* _WHAT IS EXPECTED_
Arrange every line of the material below as a Markdown table with the columns "No." and "Line", numbering the rows in order and skipping blank lines. Leave the pictures out of the table.

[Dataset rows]
= = = =

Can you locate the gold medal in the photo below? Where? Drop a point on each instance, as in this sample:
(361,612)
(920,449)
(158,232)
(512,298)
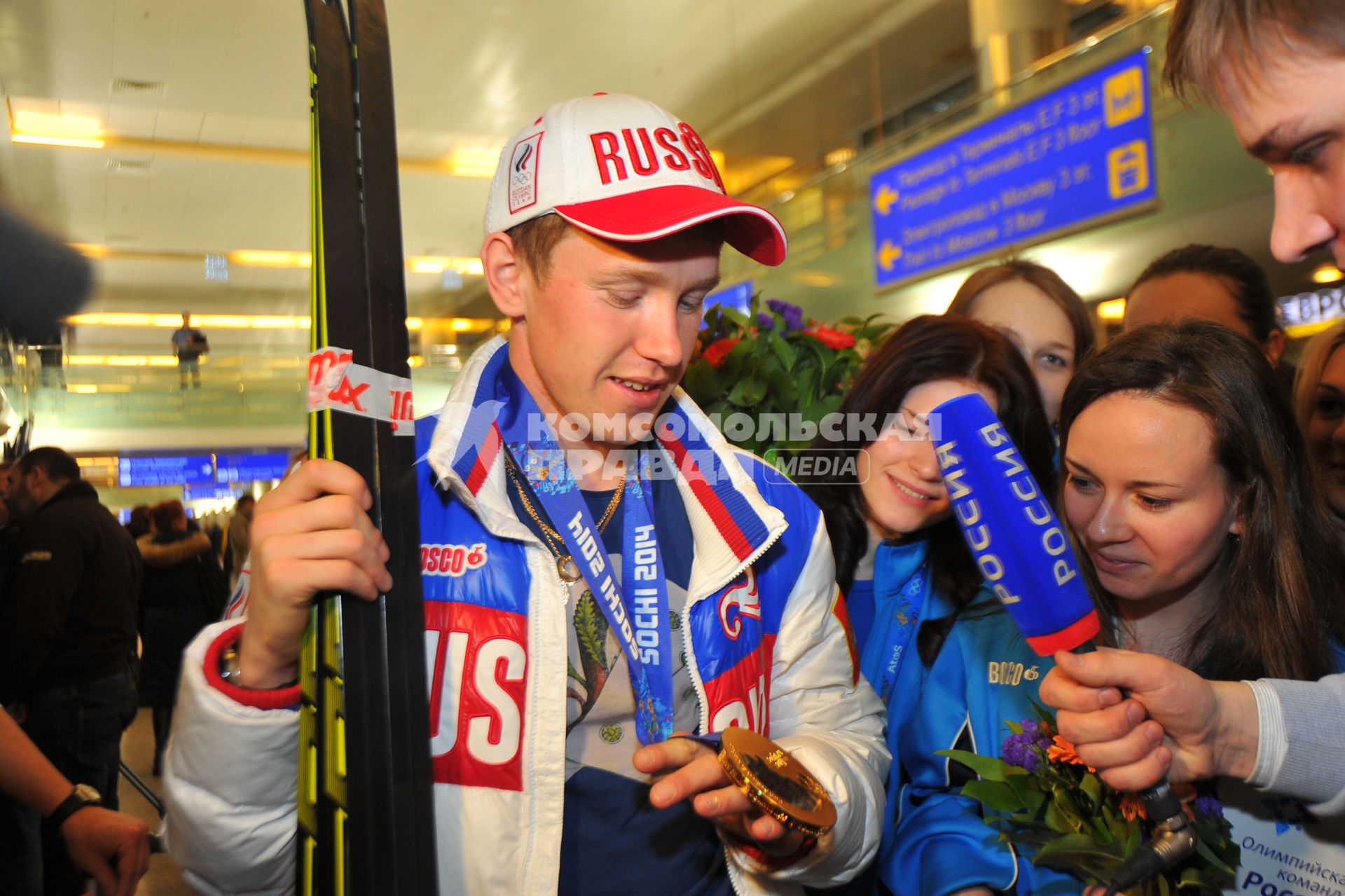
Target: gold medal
(776,782)
(568,570)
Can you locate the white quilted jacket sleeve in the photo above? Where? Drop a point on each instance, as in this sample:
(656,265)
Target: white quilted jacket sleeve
(230,785)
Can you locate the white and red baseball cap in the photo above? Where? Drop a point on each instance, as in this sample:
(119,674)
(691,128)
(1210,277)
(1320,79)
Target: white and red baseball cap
(623,169)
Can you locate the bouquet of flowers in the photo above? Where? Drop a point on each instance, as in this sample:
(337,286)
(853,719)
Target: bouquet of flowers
(1042,795)
(773,361)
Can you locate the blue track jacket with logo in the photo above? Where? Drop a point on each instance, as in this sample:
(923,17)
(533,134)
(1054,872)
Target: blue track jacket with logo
(938,841)
(766,638)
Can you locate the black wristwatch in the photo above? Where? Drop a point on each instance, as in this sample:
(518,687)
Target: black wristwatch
(80,797)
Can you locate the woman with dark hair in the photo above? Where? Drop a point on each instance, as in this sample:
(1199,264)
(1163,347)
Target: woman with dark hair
(904,568)
(1042,314)
(177,600)
(1204,535)
(1189,489)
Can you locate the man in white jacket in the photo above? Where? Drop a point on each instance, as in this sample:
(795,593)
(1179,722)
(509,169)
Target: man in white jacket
(552,715)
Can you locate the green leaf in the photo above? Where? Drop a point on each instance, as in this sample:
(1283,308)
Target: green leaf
(1134,840)
(1208,855)
(1077,846)
(587,627)
(995,794)
(755,388)
(736,317)
(701,384)
(1093,789)
(988,767)
(782,350)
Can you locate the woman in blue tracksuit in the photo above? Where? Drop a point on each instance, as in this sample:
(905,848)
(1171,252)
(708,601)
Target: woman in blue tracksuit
(906,570)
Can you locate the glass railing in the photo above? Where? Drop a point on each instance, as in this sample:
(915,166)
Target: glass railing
(127,388)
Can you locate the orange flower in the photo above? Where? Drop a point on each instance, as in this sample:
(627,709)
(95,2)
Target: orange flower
(832,338)
(1064,751)
(1131,808)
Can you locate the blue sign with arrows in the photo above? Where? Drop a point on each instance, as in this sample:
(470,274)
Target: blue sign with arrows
(252,467)
(160,470)
(1076,155)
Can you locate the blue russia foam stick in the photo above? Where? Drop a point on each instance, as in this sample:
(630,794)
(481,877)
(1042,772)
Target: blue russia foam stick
(1019,545)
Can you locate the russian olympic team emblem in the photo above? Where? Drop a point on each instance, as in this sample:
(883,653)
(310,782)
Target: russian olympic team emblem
(739,600)
(522,181)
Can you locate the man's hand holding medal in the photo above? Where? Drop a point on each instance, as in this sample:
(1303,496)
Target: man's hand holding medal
(750,786)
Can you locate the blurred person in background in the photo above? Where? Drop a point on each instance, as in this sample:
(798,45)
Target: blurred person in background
(177,602)
(139,524)
(1320,406)
(240,537)
(188,345)
(1210,283)
(915,595)
(111,846)
(1042,315)
(67,640)
(4,525)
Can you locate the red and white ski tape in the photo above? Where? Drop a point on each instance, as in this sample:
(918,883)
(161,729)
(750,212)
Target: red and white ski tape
(338,384)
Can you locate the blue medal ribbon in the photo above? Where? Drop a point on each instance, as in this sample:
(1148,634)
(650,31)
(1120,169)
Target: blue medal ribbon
(637,611)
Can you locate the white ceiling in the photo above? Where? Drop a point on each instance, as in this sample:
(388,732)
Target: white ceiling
(467,74)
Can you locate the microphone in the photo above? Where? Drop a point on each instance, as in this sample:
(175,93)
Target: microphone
(42,279)
(1024,556)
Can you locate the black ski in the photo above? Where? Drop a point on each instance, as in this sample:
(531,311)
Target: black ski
(366,818)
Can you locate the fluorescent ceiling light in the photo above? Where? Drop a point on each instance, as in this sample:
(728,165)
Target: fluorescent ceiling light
(83,143)
(244,322)
(270,259)
(1111,310)
(437,264)
(474,162)
(55,130)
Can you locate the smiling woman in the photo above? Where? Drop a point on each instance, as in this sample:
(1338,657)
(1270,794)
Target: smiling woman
(1189,489)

= = = =

* _TASK RESULT_
| No. | Line |
|---|---|
| 1 | Can you locate the gold medal in the photo below? Where? Drop a point on each instance, as in this sample: |
| 2 | (361,612) |
| 3 | (920,449) |
| 4 | (158,232) |
| 5 | (512,298) |
| 6 | Target: gold medal |
| 7 | (776,782) |
| 8 | (568,570) |
| 9 | Can you locate the white quilted jacket sleeve in the photo above? Where? Drop a point on each instance, as in this sample: |
| 10 | (656,265) |
| 11 | Target: white quilted jacket sleeve |
| 12 | (230,785) |
| 13 | Can you locate the white and red baseball cap in the photo above? Where? Drop a point on each instance, as in this sample: |
| 14 | (119,674) |
| 15 | (691,128) |
| 16 | (1210,277) |
| 17 | (1320,79) |
| 18 | Target: white and red baseball cap |
| 19 | (623,169) |
| 20 | Can you locate the bouquet of flowers in the photo above? Where? Drop a point on each instance, as in this sample: |
| 21 | (337,286) |
| 22 | (853,719) |
| 23 | Target: bouquet of flowers |
| 24 | (1042,795) |
| 25 | (773,361) |
| 26 | Can you locate the blue track jacket with logo in the photo above? Where? Drop a point on each instance, as in this sample: |
| 27 | (923,17) |
| 28 | (533,134) |
| 29 | (1054,872) |
| 30 | Target: blue track jacket with logo |
| 31 | (938,841) |
| 32 | (766,638) |
| 33 | Can you locate the black wristwatch in the photo above? Where? Drop a point on each instance, as in this sample: |
| 34 | (518,687) |
| 35 | Target: black wristwatch |
| 36 | (80,797) |
| 37 | Can you locate the woman with dark hair in the photo above? Where? Drop a point on each instance, as in this sample: |
| 38 | (1199,264) |
| 39 | (1163,347) |
| 40 | Target: woman with dark hair |
| 41 | (904,568) |
| 42 | (1042,314) |
| 43 | (177,600) |
| 44 | (1204,535) |
| 45 | (1189,489) |
| 46 | Can you locate the man in white jacket in the photo above? Where? Drop a point on each instance, as in this sample: |
| 47 | (795,593) |
| 48 | (1179,722) |
| 49 | (509,169) |
| 50 | Target: man in white jacket |
| 51 | (552,715) |
| 52 | Can you locate the green leaf in the photo above? Where? Drop a point on each instance, as in this sample: |
| 53 | (1283,308) |
| 54 | Target: green leaf |
| 55 | (1134,840) |
| 56 | (1208,855) |
| 57 | (1077,846) |
| 58 | (587,627) |
| 59 | (995,794) |
| 60 | (755,388) |
| 61 | (736,317) |
| 62 | (701,384) |
| 63 | (1093,789) |
| 64 | (988,767) |
| 65 | (782,350) |
| 66 | Can you locate the woman in blue tracksuit in the photo above? Where? Drop a point on each instance, as in this sample: |
| 67 | (905,848) |
| 68 | (1171,252) |
| 69 | (708,601) |
| 70 | Target: woman in blue tracksuit |
| 71 | (906,570) |
| 72 | Can you locate the glass railing in the photo above? Where? Drop a point on each instance, as in this sample: |
| 73 | (915,166) |
| 74 | Target: glass railing |
| 75 | (127,388) |
| 76 | Can you locate the orange flower in the photo above? Where? Drop a point on each instance, as in this sample: |
| 77 | (627,709) |
| 78 | (95,2) |
| 79 | Target: orange flower |
| 80 | (832,338) |
| 81 | (1064,751) |
| 82 | (1131,808) |
| 83 | Can you locate the blue sign with arrows in the photo above? Where? Drop a point on each instance, as in this sample: |
| 84 | (470,274) |
| 85 | Target: blue sign with arrows |
| 86 | (252,467) |
| 87 | (160,470) |
| 88 | (1076,155) |
| 89 | Can you locate the blue russia foam stick in the photo above? Where? Drop a point on each instance, as in this sample: |
| 90 | (630,794) |
| 91 | (481,877) |
| 92 | (1042,772) |
| 93 | Target: blue russia foam stick |
| 94 | (1019,545) |
| 95 | Can you locate the russian olympic team emblem in the photo above? Where? Drop a point on each instance, as in this sample: |
| 96 | (883,653) |
| 97 | (310,782) |
| 98 | Target: russian olympic team emblem |
| 99 | (739,600) |
| 100 | (522,181) |
| 101 | Can you locate the man's hand holding medal in the photo above? Where? Drop a point on each instance, as in this sample: |
| 102 | (1303,496) |
| 103 | Target: man's hand holding medal |
| 104 | (750,786) |
| 105 | Can you locate the blurred person in background in the photo above? Where? Drop a point on each instance, as in this sample: |
| 106 | (798,45) |
| 107 | Target: blurred person in background |
| 108 | (177,602) |
| 109 | (139,524) |
| 110 | (1320,406) |
| 111 | (240,537) |
| 112 | (188,345) |
| 113 | (1210,283) |
| 114 | (915,595) |
| 115 | (111,846) |
| 116 | (1042,315) |
| 117 | (67,640) |
| 118 | (4,525) |
| 119 | Can you locate the red and white ski tape in the photo above? Where? Drop a point on each instance, as in this sample: |
| 120 | (918,883) |
| 121 | (161,729) |
| 122 | (750,212) |
| 123 | Target: red and white ski tape |
| 124 | (338,384) |
| 125 | Can you locate the blue medal ribbon in the photo above? Where? Drop a point on each instance, as in this sample: |
| 126 | (1148,634) |
| 127 | (650,31) |
| 128 | (1120,169) |
| 129 | Target: blue medal ribbon |
| 130 | (637,611) |
| 131 | Can you locate the white ceiling in the photo above? Where? Drop a point on each instance, as in this sample: |
| 132 | (388,732) |
| 133 | Target: white ceiling |
| 134 | (467,74) |
| 135 | Can you locate the microphone in the photo above? Where? Drop a point on each instance, as in this sample: |
| 136 | (175,93) |
| 137 | Target: microphone |
| 138 | (42,279) |
| 139 | (1024,556) |
| 140 | Can you locate the black ski in the photo above? Where? Drop a point on each instance, as in this sample: |
| 141 | (531,311) |
| 142 | Target: black ski |
| 143 | (366,818) |
| 144 | Can you locate the fluorescent ceiling light in the photo above? Where? Drop a point on each instance, as in this sample: |
| 145 | (728,165) |
| 146 | Target: fluorescent ceiling light |
| 147 | (83,143) |
| 148 | (244,322) |
| 149 | (270,259) |
| 150 | (1111,310) |
| 151 | (437,264) |
| 152 | (474,162) |
| 153 | (55,130) |
| 154 | Can you locate the smiling woman in the photo above? Where? Drop a point on each instance, as in this sample: |
| 155 | (1338,657) |
| 156 | (1270,794) |
| 157 | Target: smiling woman |
| 158 | (1189,489) |